He studied how the visual system turns light into meaning. Now he turns brain signals into a business - reading sleep and EEG the way other people read blood.
Chief Business Officer · Beacon Biosignals · PhD, Computational Neurobiology

The scientist who learned to close the deal. Headshot via CES.
Most executives can read a balance sheet. Fewer can read an electroencephalogram. David Matthews does both, and that is the entire point of his job. As Chief Business Officer of Beacon Biosignals - a role he stepped into on February 1, 2024 - he sits at the seam between the science of the brain and the market for it.
Beacon is a computational neurodiagnostics company. It records the electrical chatter of the brain, much of it overnight, much of it at home, and runs it through AI to surface patterns that map onto neurological and psychiatric disease. The hardware is 510(k)-cleared. The software is the moat. Matthews' job is to turn that capability into partnerships, revenue, and reach - to make pharma companies, clinicians, and investors believe a squiggle on a graph can be a biomarker.
He brings an unusual credential to that pitch: he understands the squiggle. Before he was a consultant or a commercial chief, he was a working neuroscientist, funded by the NIH and the NSF, publishing across machine learning, bioinformatics, brain imaging, sensory processing, and health economics. When he says EEG is underexploited as a diagnostic, he is not repeating a deck. He is repeating a conviction.

Saved data entries
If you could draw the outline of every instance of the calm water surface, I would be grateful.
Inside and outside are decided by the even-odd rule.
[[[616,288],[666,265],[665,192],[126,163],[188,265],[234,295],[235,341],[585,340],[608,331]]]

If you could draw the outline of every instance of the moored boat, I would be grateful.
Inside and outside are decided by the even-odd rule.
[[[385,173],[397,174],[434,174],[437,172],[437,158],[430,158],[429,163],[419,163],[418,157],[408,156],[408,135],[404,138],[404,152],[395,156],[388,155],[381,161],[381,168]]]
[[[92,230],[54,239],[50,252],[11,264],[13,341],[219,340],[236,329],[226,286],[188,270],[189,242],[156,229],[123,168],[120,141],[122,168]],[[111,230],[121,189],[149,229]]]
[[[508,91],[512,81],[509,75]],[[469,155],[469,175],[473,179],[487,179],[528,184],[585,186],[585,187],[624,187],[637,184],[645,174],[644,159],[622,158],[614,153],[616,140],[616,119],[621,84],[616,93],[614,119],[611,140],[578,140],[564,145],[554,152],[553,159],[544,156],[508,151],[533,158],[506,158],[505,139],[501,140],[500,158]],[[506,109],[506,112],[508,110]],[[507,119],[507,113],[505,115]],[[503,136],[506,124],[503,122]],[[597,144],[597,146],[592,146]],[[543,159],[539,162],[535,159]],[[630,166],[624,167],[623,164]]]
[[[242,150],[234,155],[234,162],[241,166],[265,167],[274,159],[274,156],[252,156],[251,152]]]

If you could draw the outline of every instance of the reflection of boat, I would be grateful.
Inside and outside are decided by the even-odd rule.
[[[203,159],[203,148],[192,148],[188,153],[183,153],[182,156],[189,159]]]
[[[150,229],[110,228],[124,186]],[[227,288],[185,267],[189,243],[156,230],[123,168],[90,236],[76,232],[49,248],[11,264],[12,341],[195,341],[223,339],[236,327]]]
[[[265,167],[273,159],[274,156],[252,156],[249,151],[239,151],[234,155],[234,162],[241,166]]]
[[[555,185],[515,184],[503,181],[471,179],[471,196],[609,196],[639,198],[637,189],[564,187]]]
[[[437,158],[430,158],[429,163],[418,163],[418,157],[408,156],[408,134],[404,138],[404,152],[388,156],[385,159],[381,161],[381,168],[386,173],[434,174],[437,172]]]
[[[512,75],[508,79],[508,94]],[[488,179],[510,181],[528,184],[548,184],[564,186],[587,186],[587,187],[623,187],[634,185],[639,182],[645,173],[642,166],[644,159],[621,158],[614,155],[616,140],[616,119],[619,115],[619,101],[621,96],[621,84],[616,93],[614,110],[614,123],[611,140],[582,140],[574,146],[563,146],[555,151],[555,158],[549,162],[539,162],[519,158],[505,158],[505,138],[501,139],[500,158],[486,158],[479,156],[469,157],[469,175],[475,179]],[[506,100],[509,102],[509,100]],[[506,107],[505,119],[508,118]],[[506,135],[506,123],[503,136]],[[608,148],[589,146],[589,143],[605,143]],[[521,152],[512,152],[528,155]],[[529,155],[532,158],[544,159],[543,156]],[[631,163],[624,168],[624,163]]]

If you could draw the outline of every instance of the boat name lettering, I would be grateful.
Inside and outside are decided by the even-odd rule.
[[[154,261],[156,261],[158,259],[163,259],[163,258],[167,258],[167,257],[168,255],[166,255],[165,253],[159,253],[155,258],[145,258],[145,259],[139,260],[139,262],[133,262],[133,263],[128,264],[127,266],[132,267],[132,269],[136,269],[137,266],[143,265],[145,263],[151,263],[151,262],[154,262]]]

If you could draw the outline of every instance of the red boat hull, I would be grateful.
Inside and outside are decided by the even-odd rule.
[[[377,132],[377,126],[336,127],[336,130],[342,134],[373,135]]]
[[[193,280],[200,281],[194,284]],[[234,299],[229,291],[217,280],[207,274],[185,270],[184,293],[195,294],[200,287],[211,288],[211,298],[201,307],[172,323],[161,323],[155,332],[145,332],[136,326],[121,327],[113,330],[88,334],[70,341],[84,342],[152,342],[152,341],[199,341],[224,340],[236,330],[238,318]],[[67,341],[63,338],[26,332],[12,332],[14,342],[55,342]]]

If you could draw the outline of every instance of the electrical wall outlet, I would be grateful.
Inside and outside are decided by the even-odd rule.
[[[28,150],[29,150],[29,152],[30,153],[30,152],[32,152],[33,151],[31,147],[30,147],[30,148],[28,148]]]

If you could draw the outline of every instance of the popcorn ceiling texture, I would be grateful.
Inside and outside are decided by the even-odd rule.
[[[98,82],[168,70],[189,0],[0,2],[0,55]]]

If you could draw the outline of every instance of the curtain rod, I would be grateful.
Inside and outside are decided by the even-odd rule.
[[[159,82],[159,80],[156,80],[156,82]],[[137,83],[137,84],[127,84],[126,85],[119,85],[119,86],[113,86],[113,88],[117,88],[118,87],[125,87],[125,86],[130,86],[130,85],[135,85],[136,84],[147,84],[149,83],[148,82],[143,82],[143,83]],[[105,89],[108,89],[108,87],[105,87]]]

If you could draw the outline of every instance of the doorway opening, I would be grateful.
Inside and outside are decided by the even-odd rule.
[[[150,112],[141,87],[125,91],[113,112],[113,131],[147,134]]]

— Task requirements —
**1.** Set down the David Matthews profile word for word, from "Beacon is a" up to and including "be a biomarker.".
**2.** Resume the David Matthews profile, carrying on after its final sentence.

— Written answers —
**1.**
Beacon is a computational neurodiagnostics company. It records the electrical chatter of the brain, much of it overnight, much of it at home, and runs it through AI to surface patterns that map onto neurological and psychiatric disease. The hardware is 510(k)-cleared. The software is the moat. Matthews' job is to turn that capability into partnerships, revenue, and reach - to make pharma companies, clinicians, and investors believe a squiggle on a graph can be a biomarker.

**2.**
In late 2025 Beacon announced an $86M Series B to accelerate exactly this work. The money is a vote on a thesis: that the brain can be measured cheaply, repeatedly, and outside a clinic - and that whoever builds the data and the algorithms to interpret it owns a new layer of medicine. Matthews helps decide where that capital points.
The straight line in Matthews' career is that there isn't one. He keeps switching rooms. Each switch added a language he could speak fluently to the next room.
He started at Princeton with a degree in molecular biology and bioengineering - the wet lab and the math, side by side. Then came a PhD in computational neurobiology, split between UC San Diego and the Salk Institute, two of the most demanding addresses in the field. The work was about how the brain processes sensory information, the kind of question that rewards patience over years rather than quarters.
Then he did the thing pure scientists rarely do: he left for Boston Consulting Group, and made Partner. There he led biopharmaceutical and medical-technology practices, advising on strategy, commercial, R&D, and digital problems. BCG's Henderson Institute backed his thinking, the same way the NIH and NSF once backed his pipetting.
From consulting he moved to operating. At BrightInsight, a regulated platform for building Software as a Medical Device, he ran growth and commercialization through four years of fast expansion. By the time Beacon came calling, he had the full stack: the science to vet the technology, the strategy to position it, and the commercial scars to sell it.
BA, Molecular Biology and Bioengineering.
PhD in Computational Neurobiology; NIH- and NSF-funded research.
Partner across biopharma and medical diagnostics.
Chief Growth / Commercial Officer through four years of growth.
Chief Business Officer, leading partnerships and commercial strategy.
Matthews' wager is that brain measurement is where blood testing was a century ago: clinically vital, technically possible, and waiting for someone to make it routine. The brain has been hard to read at scale because the tools lived in clinics and the data lived in silos. He thinks at-home sensors plus machine learning break that.
The implications run past sleep. If EEG can be turned into reliable biomarkers, drug developers can measure whether a therapy is working in the brain rather than guessing from symptoms. That is the partnership story he tells pharma - and it is why a scientist, not just a salesperson, sits in the CBO chair.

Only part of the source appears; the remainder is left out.